[Region outline entries]
──────────

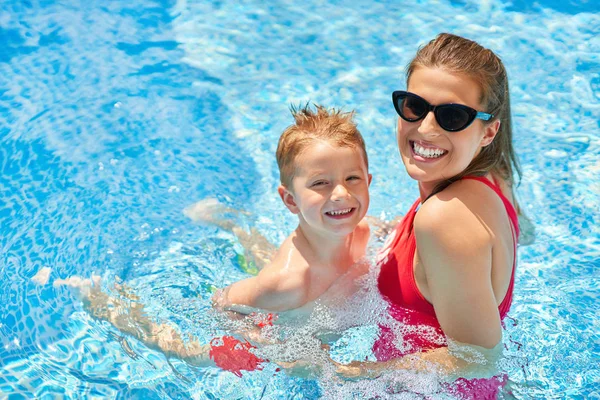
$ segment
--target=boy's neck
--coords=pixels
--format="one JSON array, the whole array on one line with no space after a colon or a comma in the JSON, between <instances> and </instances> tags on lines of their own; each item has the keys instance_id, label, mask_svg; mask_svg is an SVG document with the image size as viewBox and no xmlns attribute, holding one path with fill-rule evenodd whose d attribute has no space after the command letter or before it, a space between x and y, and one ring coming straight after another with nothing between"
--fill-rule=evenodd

──────────

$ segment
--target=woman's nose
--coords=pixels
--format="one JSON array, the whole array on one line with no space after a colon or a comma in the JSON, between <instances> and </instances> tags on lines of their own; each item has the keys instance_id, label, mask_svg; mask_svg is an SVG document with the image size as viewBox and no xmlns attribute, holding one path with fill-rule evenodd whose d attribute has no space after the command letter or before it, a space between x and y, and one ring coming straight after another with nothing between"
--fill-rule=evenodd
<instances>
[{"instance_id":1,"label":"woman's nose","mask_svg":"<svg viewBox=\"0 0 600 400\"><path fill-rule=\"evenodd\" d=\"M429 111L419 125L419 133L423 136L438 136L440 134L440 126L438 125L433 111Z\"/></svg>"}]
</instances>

──────────

## Short problem
Copy each line in the region outline entries above that contains the string "target", matching its case exactly.

## Final result
--target=boy's neck
--target=woman's nose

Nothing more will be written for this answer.